Point annotation records —
........

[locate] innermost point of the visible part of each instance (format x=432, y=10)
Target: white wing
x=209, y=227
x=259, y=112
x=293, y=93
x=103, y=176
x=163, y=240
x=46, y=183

........

Task objective —
Retype all of the material above line for line, keeping every character unchanged.

Reply —
[locate] innermost point of the visible part of each instance (format x=432, y=10)
Target: white wing
x=209, y=227
x=259, y=112
x=293, y=93
x=103, y=176
x=163, y=240
x=46, y=183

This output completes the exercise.